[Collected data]
☆ ☆ ☆ ☆
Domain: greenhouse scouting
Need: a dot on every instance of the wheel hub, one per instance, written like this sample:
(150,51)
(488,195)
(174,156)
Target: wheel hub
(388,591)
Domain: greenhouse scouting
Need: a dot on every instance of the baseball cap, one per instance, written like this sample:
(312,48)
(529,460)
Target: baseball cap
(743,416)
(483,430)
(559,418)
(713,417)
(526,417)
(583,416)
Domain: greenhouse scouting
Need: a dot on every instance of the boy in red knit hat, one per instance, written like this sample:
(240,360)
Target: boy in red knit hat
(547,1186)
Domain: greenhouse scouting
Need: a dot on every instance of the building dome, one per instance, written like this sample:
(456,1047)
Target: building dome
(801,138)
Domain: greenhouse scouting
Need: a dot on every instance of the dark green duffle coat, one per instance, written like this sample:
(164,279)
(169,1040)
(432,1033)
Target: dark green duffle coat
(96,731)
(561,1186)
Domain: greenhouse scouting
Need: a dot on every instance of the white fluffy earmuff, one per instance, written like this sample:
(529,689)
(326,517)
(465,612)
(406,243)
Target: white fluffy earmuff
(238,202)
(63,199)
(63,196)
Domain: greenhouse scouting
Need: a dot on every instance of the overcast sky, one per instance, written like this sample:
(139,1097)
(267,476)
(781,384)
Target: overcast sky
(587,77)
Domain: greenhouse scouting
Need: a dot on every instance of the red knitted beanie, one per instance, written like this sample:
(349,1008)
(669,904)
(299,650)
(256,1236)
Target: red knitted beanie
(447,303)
☆ ☆ ☆ ☆
▶ GOAL OF THE EXERCISE
Each line above must be printed exactly as it appears.

▶ RESULT OF THE TASK
Domain: greenhouse scouting
Need: a dot on every instance of the wheel hub, one per instance, written like this sample:
(150,51)
(488,195)
(174,156)
Target: wheel hub
(388,591)
Domain: greenhouse scouting
Need: a dot on every instance of the baseball cap, one per instance, written like this sample:
(312,48)
(529,460)
Target: baseball cap
(743,416)
(483,430)
(559,418)
(713,417)
(526,417)
(583,416)
Domain: greenhouse scouting
Need: a dot on every instance of the boy in red knit hat, one per instance, written like this sample:
(240,360)
Target: boy in red knit hat
(547,1186)
Domain: greenhouse scouting
Need: a dot on every instance of the building dome, one per instance, written like this sample:
(456,1047)
Target: building dome
(801,138)
Domain: greenhouse scouting
Need: a dot on every instance of the dark green duffle coat, one per instance, written like this sample:
(164,279)
(169,1040)
(432,1033)
Target: dark green duffle coat
(96,731)
(561,1186)
Domain: greenhouse scouting
Need: a dot on every instance of the white fluffy earmuff, one per instance, written like this sample:
(529,689)
(326,517)
(465,612)
(406,243)
Target: white fluffy earmuff
(238,202)
(63,199)
(63,196)
Domain: greenhouse scouting
Need: a dot on every instance of the overcast sky, one per instance, written like this sample:
(139,1097)
(267,476)
(781,384)
Target: overcast sky
(587,77)
Domain: greenhouse scouting
Need: a dot on every instance of the red knitted beanie, one per instance, written like this sample:
(349,1008)
(669,904)
(299,650)
(256,1236)
Target: red knitted beanie
(447,303)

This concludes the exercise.